Images excluded, repeat each entry below exactly.

BEGIN

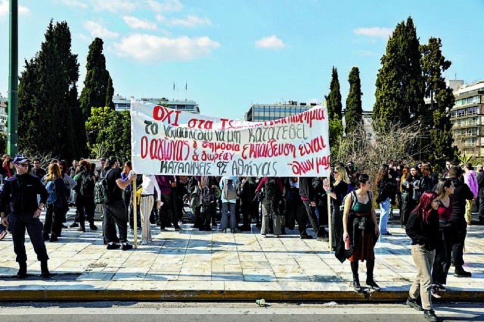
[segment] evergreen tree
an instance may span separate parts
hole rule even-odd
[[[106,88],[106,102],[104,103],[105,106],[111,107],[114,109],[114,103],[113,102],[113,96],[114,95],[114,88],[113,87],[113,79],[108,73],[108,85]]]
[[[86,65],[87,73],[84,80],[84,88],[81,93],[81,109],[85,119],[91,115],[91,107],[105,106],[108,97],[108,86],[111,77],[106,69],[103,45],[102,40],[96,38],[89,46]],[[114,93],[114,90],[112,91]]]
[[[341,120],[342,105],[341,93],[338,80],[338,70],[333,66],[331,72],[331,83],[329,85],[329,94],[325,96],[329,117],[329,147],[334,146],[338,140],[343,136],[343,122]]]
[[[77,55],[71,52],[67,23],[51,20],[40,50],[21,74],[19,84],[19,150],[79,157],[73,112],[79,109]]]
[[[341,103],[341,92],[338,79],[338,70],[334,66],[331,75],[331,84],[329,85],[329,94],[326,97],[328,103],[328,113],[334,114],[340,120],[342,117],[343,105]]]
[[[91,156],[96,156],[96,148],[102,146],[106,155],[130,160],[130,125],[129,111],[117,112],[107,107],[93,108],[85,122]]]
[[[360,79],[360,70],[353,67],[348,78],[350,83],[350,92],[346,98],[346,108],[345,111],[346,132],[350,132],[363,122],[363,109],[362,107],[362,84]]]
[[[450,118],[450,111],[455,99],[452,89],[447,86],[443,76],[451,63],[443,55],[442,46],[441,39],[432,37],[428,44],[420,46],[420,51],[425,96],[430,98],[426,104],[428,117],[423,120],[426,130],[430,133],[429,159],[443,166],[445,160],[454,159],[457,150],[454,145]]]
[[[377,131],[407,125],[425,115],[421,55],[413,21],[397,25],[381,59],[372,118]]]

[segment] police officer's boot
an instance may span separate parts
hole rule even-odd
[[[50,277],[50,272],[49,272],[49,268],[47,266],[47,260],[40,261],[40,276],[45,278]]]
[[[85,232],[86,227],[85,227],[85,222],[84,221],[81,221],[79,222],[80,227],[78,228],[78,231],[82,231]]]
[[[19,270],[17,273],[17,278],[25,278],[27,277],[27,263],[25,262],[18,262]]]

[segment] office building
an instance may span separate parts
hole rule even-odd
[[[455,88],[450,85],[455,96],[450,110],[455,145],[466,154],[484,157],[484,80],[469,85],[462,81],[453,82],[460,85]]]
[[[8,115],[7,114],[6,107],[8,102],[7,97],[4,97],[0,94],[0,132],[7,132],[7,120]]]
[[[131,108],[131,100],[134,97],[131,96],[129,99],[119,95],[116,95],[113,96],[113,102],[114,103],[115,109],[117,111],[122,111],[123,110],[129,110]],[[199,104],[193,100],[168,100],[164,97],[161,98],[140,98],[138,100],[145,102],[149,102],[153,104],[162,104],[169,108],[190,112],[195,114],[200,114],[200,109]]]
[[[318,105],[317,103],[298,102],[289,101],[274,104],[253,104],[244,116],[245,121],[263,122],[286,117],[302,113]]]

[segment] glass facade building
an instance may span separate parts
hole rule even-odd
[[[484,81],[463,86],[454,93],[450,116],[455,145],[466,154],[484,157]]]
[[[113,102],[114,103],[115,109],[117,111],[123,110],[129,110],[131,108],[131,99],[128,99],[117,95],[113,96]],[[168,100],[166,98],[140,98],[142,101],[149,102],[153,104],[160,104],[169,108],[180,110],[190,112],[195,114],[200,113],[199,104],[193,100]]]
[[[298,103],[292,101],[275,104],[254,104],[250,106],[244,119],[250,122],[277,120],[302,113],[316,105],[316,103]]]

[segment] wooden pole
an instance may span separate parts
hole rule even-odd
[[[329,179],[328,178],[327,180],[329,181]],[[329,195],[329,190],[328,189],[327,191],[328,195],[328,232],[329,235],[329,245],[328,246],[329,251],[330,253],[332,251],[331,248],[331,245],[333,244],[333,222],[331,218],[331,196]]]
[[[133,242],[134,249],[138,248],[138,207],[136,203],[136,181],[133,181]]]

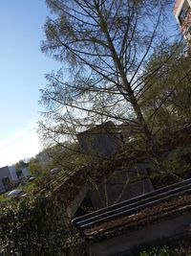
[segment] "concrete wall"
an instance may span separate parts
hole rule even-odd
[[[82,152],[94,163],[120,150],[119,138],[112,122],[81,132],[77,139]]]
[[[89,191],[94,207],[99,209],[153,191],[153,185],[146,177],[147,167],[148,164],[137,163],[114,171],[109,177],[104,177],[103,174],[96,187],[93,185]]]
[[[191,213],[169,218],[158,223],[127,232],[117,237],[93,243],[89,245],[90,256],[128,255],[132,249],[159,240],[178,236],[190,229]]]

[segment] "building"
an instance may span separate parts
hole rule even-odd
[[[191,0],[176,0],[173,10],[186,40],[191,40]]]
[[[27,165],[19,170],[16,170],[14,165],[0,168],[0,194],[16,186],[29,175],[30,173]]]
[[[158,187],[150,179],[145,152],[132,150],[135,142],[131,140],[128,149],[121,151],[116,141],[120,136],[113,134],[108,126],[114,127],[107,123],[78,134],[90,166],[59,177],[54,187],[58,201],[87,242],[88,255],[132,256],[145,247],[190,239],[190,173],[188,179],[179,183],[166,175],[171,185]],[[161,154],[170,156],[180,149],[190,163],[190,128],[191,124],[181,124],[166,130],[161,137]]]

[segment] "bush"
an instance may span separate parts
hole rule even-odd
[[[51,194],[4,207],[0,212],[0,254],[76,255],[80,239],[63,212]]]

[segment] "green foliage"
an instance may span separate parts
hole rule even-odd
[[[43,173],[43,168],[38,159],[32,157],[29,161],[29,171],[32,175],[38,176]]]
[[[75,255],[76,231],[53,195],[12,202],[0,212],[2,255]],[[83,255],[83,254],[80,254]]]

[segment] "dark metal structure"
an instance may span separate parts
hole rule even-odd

END

Written solution:
[segment] evergreen tree
an instance may span separate parts
hole rule even-odd
[[[106,88],[106,102],[104,103],[105,106],[111,107],[114,109],[114,103],[113,102],[113,96],[114,95],[114,88],[113,87],[113,79],[108,73],[108,85]]]
[[[86,65],[87,73],[84,80],[84,88],[81,93],[81,109],[85,119],[91,115],[91,107],[105,106],[108,97],[108,86],[111,77],[106,69],[103,45],[102,40],[96,38],[89,46]],[[114,93],[114,90],[112,91]]]
[[[341,120],[342,105],[341,93],[338,80],[338,70],[333,66],[331,72],[331,83],[329,85],[329,94],[325,96],[329,117],[329,147],[334,146],[338,140],[343,136],[343,122]]]
[[[77,55],[71,52],[67,23],[51,20],[40,50],[21,74],[19,84],[19,150],[79,157],[73,112],[79,109]]]
[[[341,103],[341,92],[338,79],[338,70],[334,66],[331,75],[331,84],[329,85],[329,94],[326,97],[328,103],[328,113],[334,114],[340,120],[342,117],[343,105]]]
[[[91,156],[96,156],[96,148],[102,146],[106,155],[130,160],[130,125],[129,111],[117,112],[107,107],[93,108],[85,122]]]
[[[360,79],[360,70],[353,67],[348,78],[350,83],[350,92],[346,98],[346,108],[345,111],[346,132],[350,132],[363,122],[363,109],[362,107],[362,84]]]
[[[450,118],[450,111],[455,99],[452,89],[447,86],[443,76],[451,63],[443,55],[442,46],[441,39],[432,37],[428,44],[420,46],[420,51],[425,96],[430,98],[426,104],[428,117],[423,120],[426,130],[430,133],[429,159],[443,166],[445,160],[454,159],[457,150],[454,145]]]
[[[377,131],[407,125],[425,115],[421,55],[413,21],[397,25],[381,59],[372,118]]]

[segment] police officer's boot
an instance may span separate parts
hole rule even-odd
[[[50,277],[50,272],[49,272],[49,268],[47,266],[47,260],[40,261],[40,276],[45,278]]]
[[[85,232],[86,227],[85,227],[85,222],[84,221],[81,221],[79,222],[80,227],[78,228],[78,231],[82,231]]]
[[[19,270],[17,273],[17,278],[25,278],[27,277],[27,263],[25,262],[18,262]]]

[segment] office building
an instance may span separate parts
hole rule even-odd
[[[455,88],[450,85],[455,96],[450,110],[455,145],[466,154],[484,157],[484,80],[469,85],[462,81],[453,82],[460,85]]]
[[[8,115],[7,114],[6,107],[8,102],[7,97],[4,97],[0,94],[0,132],[7,132],[7,120]]]
[[[131,108],[131,100],[134,97],[131,96],[129,99],[119,95],[116,95],[113,96],[113,102],[114,103],[115,109],[117,111],[122,111],[123,110],[129,110]],[[199,104],[193,100],[168,100],[164,97],[161,98],[140,98],[138,100],[145,102],[149,102],[153,104],[162,104],[169,108],[190,112],[195,114],[200,114],[200,109]]]
[[[318,105],[317,103],[298,102],[289,101],[274,104],[253,104],[244,116],[245,121],[263,122],[286,117],[302,113]]]

[segment] glass facade building
an instance may span separate parts
hole rule even-odd
[[[484,81],[463,86],[454,93],[450,116],[455,145],[466,154],[484,157]]]
[[[113,102],[114,103],[115,109],[117,111],[123,110],[129,110],[131,108],[131,99],[128,99],[117,95],[113,96]],[[168,100],[166,98],[140,98],[142,101],[149,102],[153,104],[160,104],[169,108],[180,110],[190,112],[195,114],[200,113],[199,104],[193,100]]]
[[[298,103],[292,101],[275,104],[254,104],[250,106],[244,119],[250,122],[277,120],[302,113],[316,105],[316,103]]]

[segment] wooden pole
an instance may span separate parts
hole rule even-odd
[[[329,179],[328,178],[327,180],[329,181]],[[329,195],[329,190],[328,189],[327,191],[328,195],[328,232],[329,235],[329,245],[328,246],[329,251],[330,253],[332,251],[331,248],[331,245],[333,244],[333,222],[331,218],[331,196]]]
[[[133,242],[134,249],[138,248],[138,207],[136,203],[136,181],[133,181]]]

[segment] "concrete wall"
an instance may span separate parts
hole rule even-odd
[[[82,152],[94,163],[120,150],[119,138],[112,122],[81,132],[77,139]]]
[[[89,191],[94,207],[99,209],[153,191],[153,185],[146,177],[147,167],[148,164],[137,163],[114,171],[109,177],[104,177],[103,174],[96,187],[93,185]]]
[[[191,213],[169,218],[158,223],[127,232],[117,237],[93,243],[89,245],[90,256],[128,255],[132,249],[159,240],[178,236],[190,229]]]

[segment] "building"
an instance may span separate parts
hole rule even-odd
[[[191,0],[176,0],[173,10],[186,40],[191,40]]]
[[[27,165],[19,170],[16,170],[14,165],[0,168],[0,194],[16,186],[29,175],[30,173]]]
[[[158,187],[150,179],[145,152],[132,150],[135,142],[131,140],[128,149],[121,151],[116,141],[120,136],[113,134],[108,126],[114,127],[107,123],[78,134],[90,166],[59,177],[54,187],[58,201],[87,242],[88,255],[132,256],[145,247],[190,239],[190,173],[188,179],[179,183],[166,175],[171,185]],[[161,154],[170,156],[180,149],[190,163],[190,128],[191,124],[181,124],[166,130],[161,137]]]

[segment] "bush"
an instance may span separate parts
hole rule even-odd
[[[51,194],[4,207],[0,212],[0,254],[76,255],[80,239],[63,212]]]

[segment] "green foliage"
an instance may span separate parts
hole rule even-odd
[[[43,173],[43,168],[38,159],[32,157],[29,161],[29,171],[32,175],[38,176]]]
[[[75,255],[76,231],[53,195],[12,202],[0,212],[2,255]],[[83,255],[83,254],[80,254]]]

[segment] "dark metal structure"
an instance may span separate parts
hole rule even-odd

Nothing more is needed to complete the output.